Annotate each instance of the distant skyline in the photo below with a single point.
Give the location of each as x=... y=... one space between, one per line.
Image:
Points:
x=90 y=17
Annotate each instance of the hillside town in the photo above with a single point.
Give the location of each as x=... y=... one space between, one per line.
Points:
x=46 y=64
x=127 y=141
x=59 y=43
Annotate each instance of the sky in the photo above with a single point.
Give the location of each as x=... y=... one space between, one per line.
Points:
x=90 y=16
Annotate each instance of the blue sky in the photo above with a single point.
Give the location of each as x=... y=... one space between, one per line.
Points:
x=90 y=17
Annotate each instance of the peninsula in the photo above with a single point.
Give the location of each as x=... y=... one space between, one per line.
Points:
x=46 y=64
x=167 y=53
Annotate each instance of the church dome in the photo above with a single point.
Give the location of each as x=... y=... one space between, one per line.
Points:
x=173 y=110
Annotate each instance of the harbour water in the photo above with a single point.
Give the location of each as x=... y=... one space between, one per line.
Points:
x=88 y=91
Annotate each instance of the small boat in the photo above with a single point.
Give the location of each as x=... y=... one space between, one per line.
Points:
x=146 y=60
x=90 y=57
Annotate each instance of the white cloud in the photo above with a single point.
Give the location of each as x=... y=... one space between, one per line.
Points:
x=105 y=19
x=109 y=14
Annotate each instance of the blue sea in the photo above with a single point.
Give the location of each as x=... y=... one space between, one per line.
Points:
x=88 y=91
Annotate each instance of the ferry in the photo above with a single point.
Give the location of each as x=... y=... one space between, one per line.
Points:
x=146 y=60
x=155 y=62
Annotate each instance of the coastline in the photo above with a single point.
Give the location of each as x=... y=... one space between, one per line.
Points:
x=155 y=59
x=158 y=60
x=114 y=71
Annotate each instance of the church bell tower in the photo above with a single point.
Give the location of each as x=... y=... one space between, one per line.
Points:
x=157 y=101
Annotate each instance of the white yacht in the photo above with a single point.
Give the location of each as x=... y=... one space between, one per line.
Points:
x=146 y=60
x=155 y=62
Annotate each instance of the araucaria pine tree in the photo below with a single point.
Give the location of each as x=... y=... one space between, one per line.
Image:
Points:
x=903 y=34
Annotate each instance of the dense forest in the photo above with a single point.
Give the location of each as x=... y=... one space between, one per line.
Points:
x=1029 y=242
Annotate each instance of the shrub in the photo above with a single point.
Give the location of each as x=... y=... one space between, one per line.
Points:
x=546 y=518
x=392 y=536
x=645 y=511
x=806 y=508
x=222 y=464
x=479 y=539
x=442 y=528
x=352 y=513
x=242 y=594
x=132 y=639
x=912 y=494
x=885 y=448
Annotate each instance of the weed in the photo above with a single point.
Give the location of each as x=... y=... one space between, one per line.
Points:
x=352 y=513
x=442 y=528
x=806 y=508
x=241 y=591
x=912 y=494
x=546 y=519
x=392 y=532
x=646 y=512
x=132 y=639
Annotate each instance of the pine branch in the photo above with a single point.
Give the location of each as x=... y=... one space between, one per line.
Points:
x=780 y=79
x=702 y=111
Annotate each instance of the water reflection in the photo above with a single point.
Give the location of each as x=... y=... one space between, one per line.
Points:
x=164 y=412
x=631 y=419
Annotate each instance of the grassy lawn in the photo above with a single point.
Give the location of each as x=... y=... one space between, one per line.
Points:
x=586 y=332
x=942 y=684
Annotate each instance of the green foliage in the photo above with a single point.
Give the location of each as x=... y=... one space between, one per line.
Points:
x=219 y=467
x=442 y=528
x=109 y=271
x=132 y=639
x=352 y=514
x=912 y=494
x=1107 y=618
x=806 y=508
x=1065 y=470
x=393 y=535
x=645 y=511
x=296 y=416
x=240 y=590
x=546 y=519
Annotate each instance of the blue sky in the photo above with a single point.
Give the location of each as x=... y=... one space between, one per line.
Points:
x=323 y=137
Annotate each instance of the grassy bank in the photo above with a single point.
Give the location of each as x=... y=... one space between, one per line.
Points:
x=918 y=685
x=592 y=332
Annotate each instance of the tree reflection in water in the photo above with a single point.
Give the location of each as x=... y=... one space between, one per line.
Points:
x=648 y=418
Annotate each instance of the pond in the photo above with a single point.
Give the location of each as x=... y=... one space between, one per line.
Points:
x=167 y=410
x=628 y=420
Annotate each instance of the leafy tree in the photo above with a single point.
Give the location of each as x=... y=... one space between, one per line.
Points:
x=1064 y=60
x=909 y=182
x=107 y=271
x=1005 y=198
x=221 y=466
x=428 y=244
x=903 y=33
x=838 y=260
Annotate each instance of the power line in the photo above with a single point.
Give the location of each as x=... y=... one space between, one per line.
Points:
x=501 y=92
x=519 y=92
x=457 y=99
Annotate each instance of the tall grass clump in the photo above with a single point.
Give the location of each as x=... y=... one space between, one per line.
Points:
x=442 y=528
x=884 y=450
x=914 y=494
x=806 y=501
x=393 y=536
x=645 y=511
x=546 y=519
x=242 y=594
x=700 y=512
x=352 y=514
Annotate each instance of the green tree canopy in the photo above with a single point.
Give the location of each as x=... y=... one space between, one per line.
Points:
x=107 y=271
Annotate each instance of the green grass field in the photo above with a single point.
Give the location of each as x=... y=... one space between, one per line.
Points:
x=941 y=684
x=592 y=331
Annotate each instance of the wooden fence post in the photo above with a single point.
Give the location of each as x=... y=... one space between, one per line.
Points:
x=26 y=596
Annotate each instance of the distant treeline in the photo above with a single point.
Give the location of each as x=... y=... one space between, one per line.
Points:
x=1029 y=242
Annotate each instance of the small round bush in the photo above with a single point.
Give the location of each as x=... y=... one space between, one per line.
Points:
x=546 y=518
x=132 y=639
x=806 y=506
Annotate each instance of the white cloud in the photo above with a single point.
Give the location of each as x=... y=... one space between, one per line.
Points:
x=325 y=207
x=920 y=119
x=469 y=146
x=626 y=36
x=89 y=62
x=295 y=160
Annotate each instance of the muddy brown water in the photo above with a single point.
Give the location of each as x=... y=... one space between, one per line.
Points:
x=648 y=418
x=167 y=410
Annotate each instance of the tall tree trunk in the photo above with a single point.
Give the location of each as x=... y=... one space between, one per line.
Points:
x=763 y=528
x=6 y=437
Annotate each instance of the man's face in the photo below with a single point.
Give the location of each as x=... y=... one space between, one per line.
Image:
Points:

--

WHAT THIS TASK INVOLVES —
Starting from the line with "Annotate each instance of the muddy" and ending with the final line of the data, quote every line exactly, both ends included.

COMPLETE ANSWER —
Annotate each instance of the muddy brown water in the photo above with a single point.
Give the location of each as x=... y=... one space between, one per line.
Points:
x=648 y=418
x=167 y=410
Annotate each instance of the tall tree trunk in the photo above with a single point.
Give the location of each as x=... y=... one space between, one per line.
Points:
x=763 y=528
x=6 y=437
Annotate each instance of the man's face in the photo below with a single point.
Give the location of each as x=... y=... one space between, one per line.
Image:
Points:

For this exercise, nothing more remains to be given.